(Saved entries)
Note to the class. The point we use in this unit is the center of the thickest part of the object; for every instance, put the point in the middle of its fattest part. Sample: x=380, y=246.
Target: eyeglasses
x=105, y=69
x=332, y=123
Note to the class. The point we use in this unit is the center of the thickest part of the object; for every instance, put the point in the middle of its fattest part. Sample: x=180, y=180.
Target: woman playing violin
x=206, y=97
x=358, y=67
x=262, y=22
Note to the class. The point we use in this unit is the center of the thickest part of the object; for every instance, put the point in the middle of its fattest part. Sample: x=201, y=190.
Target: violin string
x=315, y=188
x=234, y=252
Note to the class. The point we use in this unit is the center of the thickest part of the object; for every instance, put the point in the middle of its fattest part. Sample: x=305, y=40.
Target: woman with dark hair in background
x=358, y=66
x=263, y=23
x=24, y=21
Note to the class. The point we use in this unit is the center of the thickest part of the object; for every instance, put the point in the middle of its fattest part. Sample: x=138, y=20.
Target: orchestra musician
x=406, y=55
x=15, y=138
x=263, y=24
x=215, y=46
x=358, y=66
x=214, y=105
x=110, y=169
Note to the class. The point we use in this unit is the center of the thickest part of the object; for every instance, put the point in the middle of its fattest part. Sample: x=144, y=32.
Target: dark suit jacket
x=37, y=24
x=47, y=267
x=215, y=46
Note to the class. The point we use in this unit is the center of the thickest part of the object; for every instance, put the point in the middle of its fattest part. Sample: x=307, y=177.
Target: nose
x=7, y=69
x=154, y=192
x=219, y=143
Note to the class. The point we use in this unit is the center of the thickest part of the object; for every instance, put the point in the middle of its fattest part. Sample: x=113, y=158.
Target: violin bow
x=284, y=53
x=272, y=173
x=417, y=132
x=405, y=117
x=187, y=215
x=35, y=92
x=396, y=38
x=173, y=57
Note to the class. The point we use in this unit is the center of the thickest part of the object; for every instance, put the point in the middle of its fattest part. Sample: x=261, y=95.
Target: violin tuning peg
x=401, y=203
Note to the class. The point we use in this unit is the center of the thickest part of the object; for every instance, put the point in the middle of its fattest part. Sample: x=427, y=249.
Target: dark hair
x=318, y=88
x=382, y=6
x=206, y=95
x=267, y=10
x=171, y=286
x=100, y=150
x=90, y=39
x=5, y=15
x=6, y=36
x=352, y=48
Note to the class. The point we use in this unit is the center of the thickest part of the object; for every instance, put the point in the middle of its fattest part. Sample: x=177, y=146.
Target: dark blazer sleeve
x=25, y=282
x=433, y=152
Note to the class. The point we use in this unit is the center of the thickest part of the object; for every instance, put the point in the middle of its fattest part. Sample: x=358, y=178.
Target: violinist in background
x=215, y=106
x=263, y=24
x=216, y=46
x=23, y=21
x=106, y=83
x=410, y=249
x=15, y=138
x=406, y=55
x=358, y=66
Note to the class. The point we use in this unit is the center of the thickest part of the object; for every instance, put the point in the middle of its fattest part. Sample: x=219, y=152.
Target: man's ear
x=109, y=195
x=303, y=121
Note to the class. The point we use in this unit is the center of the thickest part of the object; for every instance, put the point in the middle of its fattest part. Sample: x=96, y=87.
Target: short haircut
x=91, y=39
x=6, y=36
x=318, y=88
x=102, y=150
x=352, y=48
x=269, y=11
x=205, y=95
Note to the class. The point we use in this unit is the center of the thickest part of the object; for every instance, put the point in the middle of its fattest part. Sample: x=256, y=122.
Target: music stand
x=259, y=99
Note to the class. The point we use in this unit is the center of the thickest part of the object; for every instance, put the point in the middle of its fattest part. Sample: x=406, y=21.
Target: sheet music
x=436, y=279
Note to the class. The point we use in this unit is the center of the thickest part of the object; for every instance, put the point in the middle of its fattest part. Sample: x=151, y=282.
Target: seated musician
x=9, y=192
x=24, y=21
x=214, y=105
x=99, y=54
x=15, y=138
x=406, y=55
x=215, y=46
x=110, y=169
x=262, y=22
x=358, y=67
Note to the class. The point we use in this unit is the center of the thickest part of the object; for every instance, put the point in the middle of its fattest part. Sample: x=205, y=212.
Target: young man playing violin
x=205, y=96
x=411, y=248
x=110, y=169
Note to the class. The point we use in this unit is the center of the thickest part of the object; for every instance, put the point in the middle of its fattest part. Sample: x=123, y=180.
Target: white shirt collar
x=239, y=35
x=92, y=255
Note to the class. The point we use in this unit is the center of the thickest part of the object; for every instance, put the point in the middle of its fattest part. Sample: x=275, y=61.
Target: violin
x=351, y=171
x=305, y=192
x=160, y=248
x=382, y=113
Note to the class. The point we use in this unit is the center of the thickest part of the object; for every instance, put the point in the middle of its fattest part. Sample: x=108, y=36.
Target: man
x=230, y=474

#### [To do]
Provide all the records again, word for word.

#### [Final result]
Note to the class. The point we use in this unit is the center of the thickest part of the object; for every instance, put the point in the middle of its fattest part. Sample: x=380, y=246.
Target: eyeglasses
x=105, y=69
x=332, y=123
Note to the class. The point we use in this unit is the center of the thickest part of the object; for every instance, put the point in the middle of its fattest part. Sample: x=180, y=180.
Target: woman playing violin
x=206, y=97
x=358, y=67
x=262, y=22
Note to the class. The point we use in this unit is the center of the thickest part of the object; for every instance, put the point in the middle of its fattest part. Sample: x=201, y=190.
Target: violin string
x=315, y=188
x=234, y=252
Note to the class. The point we use in this unit is the center of the thickest part of the object; for every instance, put the point in the middle of its fattest part. Sample: x=305, y=40.
Target: woman with dark hair in background
x=358, y=66
x=263, y=23
x=24, y=21
Note to the class. The point we use in this unit is the center of the thickest part of the object; for every instance, put the point in the middle of its fattest part. Sample: x=138, y=20.
Target: orchestra musician
x=406, y=55
x=15, y=138
x=263, y=24
x=215, y=46
x=358, y=66
x=214, y=105
x=110, y=169
Note to the class. The point we use in this unit is the center of the thickest part of the object; for every instance, put the point in the middle of its fattest part. Sample: x=144, y=32.
Target: dark suit jacket
x=37, y=24
x=47, y=267
x=215, y=46
Note to the class. The point we use in this unit is the center of the thickest part of the object; for every instance, put the point in the middle of its fattest part. Sample: x=307, y=177.
Target: nose
x=7, y=69
x=154, y=192
x=219, y=143
Note to the class. The point we use in this unit is the center of the thickest part of the object; for every instance, put the point in the middle of its fattest part. Sample: x=113, y=158.
Target: violin bow
x=284, y=53
x=272, y=173
x=417, y=132
x=405, y=117
x=187, y=215
x=35, y=92
x=396, y=38
x=173, y=57
Note to the class. The point we use in this unit is the center of the thickest part of the object; for every instance, put the point in the middle of its fattest part. Sample: x=261, y=95.
Target: violin tuning peg
x=401, y=203
Note to the class. The point we use in this unit is the center of the thickest part of the object; for every instance, put the point in the middle of its fattest part. Sample: x=427, y=249.
Target: dark hair
x=318, y=88
x=382, y=6
x=206, y=95
x=267, y=10
x=171, y=286
x=100, y=150
x=90, y=39
x=5, y=15
x=6, y=36
x=352, y=48
Note to the class. The point we use in this unit is the center of the thickest part of the object; for every instance, put the point in the middle of its fattest part. Sample: x=177, y=146.
Target: dark blazer sleeve
x=25, y=282
x=433, y=152
Note to the class. The point we use in this unit is the center of the thickest part of the object; for every instance, put the point in the middle of its fattest part. Sample: x=358, y=178.
Target: violinist in background
x=215, y=106
x=263, y=24
x=216, y=46
x=23, y=21
x=106, y=83
x=410, y=249
x=15, y=138
x=406, y=55
x=358, y=66
Note to the class. The point we use in this unit is the center of the thickest part of the object; for every instance, put the point in the middle of its fattest part. Sample: x=219, y=152.
Target: man's ear
x=109, y=195
x=303, y=121
Note to the class. The point we use in this unit is the center of the thickest part of the object; for every instance, put the point in the middle of its fattest part. Sample: x=96, y=87.
Target: short haircut
x=91, y=39
x=6, y=36
x=318, y=88
x=102, y=150
x=352, y=48
x=269, y=11
x=205, y=95
Note to the class. The point we use in this unit is the center of the thickest part of the object; for every instance, put the point in the middle of its fattest part. Sample: x=256, y=122.
Target: music stand
x=259, y=99
Note to the class. The point we use in this unit is the center of the thickest part of the object; for every instance, put the point in the middle of its fattest part. Sample: x=406, y=21.
Target: sheet music
x=436, y=279
Note to the class. The point we use in this unit is the center of the thickest part of the object; for every instance, put the point in the middle of its fattest part. Sample: x=151, y=282.
Target: seated musician
x=9, y=192
x=24, y=21
x=214, y=105
x=99, y=54
x=15, y=138
x=406, y=55
x=215, y=46
x=110, y=169
x=262, y=22
x=358, y=67
Note to the class. The point we use in this unit is the center of the thickest part of the object; for every instance, put the point in the middle of its fattest part. Sample: x=205, y=212.
Target: young man playing violin
x=205, y=96
x=411, y=248
x=110, y=169
Note to the class. The point we use in this unit is the center of the thickest part of the object; for every instance, put the point in the middle of its fattest part. Sample: x=123, y=180.
Target: white shirt collar
x=239, y=35
x=92, y=255
Note to the class. The point we use in this unit is the center of the thickest part of the object; for every instance, put the point in the middle of its fattest part. Sample: x=275, y=61.
Target: violin
x=351, y=171
x=305, y=192
x=160, y=248
x=382, y=113
Note to the class. The point we use in this unit is the center of the thickest part of the object; for every instance, put the point in the middle of its fattest part. Sample: x=108, y=36.
Target: man
x=230, y=474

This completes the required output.